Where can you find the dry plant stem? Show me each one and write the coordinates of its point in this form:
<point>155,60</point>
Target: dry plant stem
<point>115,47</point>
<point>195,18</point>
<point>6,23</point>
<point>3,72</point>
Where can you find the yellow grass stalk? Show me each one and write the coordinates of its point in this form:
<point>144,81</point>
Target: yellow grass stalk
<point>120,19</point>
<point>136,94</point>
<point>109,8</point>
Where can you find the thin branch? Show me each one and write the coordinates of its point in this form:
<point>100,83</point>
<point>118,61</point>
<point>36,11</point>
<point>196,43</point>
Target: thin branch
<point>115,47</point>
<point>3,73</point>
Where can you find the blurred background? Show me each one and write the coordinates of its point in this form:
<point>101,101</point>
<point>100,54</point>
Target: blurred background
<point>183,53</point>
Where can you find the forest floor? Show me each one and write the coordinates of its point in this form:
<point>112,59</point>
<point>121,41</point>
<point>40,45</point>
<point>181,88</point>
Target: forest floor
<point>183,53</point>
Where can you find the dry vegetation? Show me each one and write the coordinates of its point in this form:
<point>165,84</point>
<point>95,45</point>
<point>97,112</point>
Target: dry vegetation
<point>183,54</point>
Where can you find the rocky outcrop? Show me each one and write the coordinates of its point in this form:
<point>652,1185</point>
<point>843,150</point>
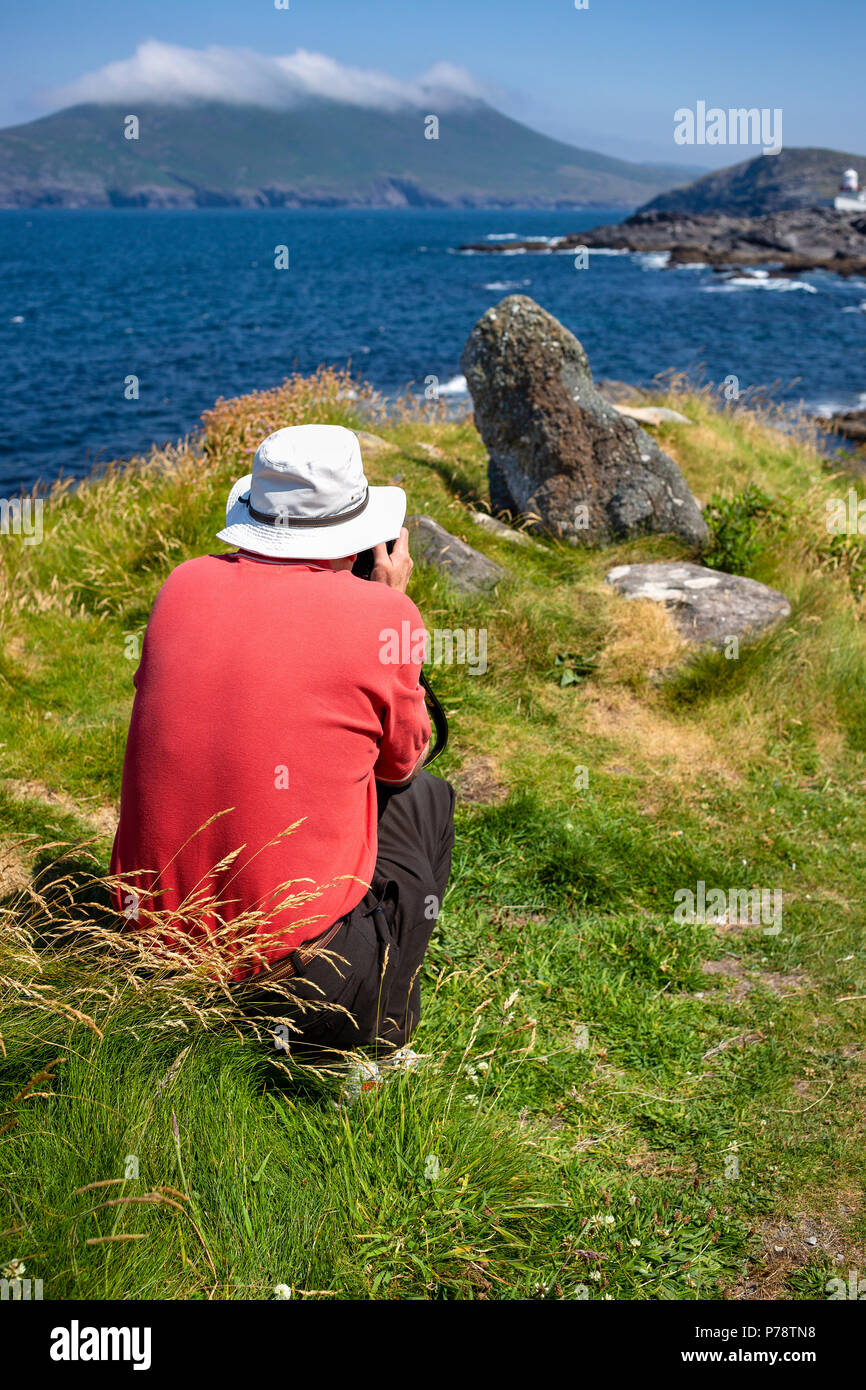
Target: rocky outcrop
<point>467,569</point>
<point>850,424</point>
<point>708,606</point>
<point>813,238</point>
<point>559,455</point>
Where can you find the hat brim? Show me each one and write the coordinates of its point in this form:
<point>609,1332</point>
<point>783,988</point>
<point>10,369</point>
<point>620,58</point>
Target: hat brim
<point>380,520</point>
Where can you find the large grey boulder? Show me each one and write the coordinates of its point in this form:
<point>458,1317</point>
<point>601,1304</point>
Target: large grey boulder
<point>558,451</point>
<point>467,569</point>
<point>708,606</point>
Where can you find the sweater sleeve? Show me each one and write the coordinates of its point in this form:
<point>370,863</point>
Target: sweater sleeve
<point>405,722</point>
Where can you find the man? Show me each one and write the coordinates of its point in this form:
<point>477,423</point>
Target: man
<point>273,806</point>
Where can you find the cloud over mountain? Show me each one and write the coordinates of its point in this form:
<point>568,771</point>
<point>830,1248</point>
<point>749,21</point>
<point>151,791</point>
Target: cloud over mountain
<point>171,74</point>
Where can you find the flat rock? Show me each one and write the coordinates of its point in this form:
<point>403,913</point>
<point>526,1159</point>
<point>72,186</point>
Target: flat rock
<point>467,569</point>
<point>708,606</point>
<point>652,414</point>
<point>559,453</point>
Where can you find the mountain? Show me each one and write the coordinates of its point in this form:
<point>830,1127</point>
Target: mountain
<point>319,153</point>
<point>769,184</point>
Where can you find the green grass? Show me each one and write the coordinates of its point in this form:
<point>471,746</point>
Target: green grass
<point>590,1089</point>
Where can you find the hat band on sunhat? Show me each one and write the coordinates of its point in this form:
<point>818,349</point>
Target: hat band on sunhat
<point>282,520</point>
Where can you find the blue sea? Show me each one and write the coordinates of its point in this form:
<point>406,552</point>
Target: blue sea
<point>191,303</point>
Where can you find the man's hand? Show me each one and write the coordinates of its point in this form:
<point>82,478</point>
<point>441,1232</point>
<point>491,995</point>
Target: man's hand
<point>392,569</point>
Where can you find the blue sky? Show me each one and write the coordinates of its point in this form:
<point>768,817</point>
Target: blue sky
<point>608,77</point>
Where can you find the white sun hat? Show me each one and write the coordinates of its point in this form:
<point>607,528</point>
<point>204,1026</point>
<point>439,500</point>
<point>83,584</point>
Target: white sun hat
<point>307,498</point>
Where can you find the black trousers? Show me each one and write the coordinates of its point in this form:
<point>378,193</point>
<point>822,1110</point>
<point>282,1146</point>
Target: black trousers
<point>370,965</point>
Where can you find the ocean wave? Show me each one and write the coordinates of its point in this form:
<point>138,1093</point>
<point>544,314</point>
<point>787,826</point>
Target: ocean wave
<point>652,260</point>
<point>759,282</point>
<point>836,406</point>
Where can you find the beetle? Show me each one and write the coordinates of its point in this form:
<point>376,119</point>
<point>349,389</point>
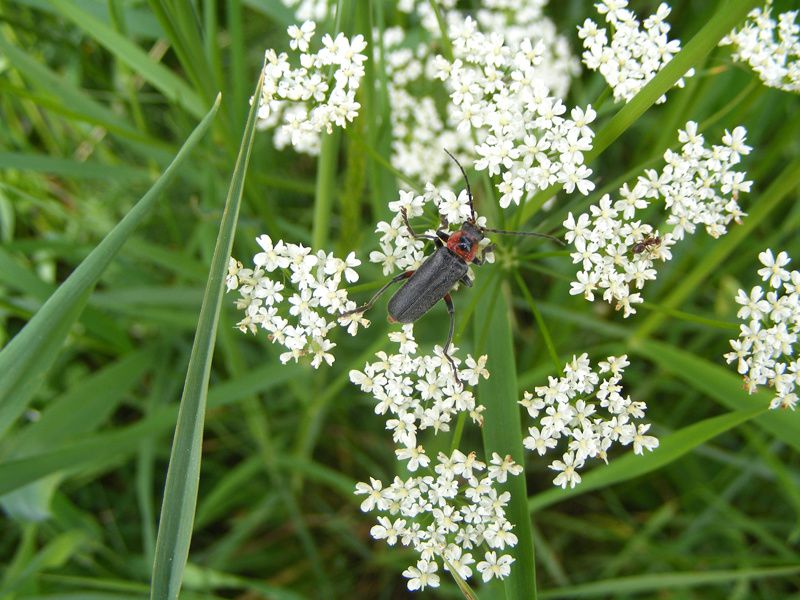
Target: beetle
<point>645,244</point>
<point>440,271</point>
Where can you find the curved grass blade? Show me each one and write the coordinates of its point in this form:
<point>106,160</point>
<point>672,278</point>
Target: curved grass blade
<point>183,475</point>
<point>502,433</point>
<point>661,583</point>
<point>722,385</point>
<point>630,466</point>
<point>159,76</point>
<point>27,357</point>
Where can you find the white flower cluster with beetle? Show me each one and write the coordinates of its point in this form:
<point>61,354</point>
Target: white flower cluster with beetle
<point>765,352</point>
<point>699,187</point>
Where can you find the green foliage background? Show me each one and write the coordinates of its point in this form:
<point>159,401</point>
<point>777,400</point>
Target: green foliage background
<point>97,99</point>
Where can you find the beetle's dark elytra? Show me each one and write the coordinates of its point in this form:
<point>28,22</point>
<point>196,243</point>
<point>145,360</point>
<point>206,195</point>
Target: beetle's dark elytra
<point>427,286</point>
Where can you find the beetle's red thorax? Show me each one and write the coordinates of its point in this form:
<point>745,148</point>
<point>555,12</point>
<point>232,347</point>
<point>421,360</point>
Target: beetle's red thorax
<point>462,246</point>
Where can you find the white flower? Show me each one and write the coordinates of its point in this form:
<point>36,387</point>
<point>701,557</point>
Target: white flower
<point>773,270</point>
<point>315,299</point>
<point>304,102</point>
<point>618,253</point>
<point>769,332</point>
<point>461,511</point>
<point>770,47</point>
<point>635,54</point>
<point>571,406</point>
<point>492,566</point>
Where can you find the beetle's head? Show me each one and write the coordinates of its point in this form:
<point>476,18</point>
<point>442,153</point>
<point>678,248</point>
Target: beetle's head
<point>472,231</point>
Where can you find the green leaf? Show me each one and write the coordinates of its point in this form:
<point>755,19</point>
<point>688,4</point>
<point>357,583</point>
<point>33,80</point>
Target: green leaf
<point>723,385</point>
<point>502,431</point>
<point>80,410</point>
<point>25,360</point>
<point>631,466</point>
<point>183,474</point>
<point>159,76</point>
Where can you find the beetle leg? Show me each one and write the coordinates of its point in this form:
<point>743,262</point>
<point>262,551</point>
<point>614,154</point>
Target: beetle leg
<point>368,305</point>
<point>419,236</point>
<point>452,312</point>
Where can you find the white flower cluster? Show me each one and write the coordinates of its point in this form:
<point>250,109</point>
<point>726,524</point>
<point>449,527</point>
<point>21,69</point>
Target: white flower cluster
<point>777,62</point>
<point>312,98</point>
<point>445,516</point>
<point>399,250</point>
<point>313,296</point>
<point>418,391</point>
<point>765,349</point>
<point>698,187</point>
<point>635,55</point>
<point>567,409</point>
<point>525,135</point>
<point>420,125</point>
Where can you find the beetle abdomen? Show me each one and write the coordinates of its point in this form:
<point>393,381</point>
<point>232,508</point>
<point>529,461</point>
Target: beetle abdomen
<point>429,284</point>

▸ Task objective: Copy every line of the data from its start through the line that contains "<point>109,8</point>", inclusive, and offset each coordinate in the answer points by -128.

▸ Answer below:
Where can you find the dry plant stem? Show me each one and write the coordinates of its point in this form:
<point>155,60</point>
Target: dry plant stem
<point>-13,-81</point>
<point>67,-110</point>
<point>-122,-105</point>
<point>-125,-56</point>
Where can you find the yellow grass stalk? Show me each one and write the coordinates of its point in this form:
<point>144,81</point>
Target: yellow grass stalk
<point>-8,-109</point>
<point>8,-34</point>
<point>-19,-120</point>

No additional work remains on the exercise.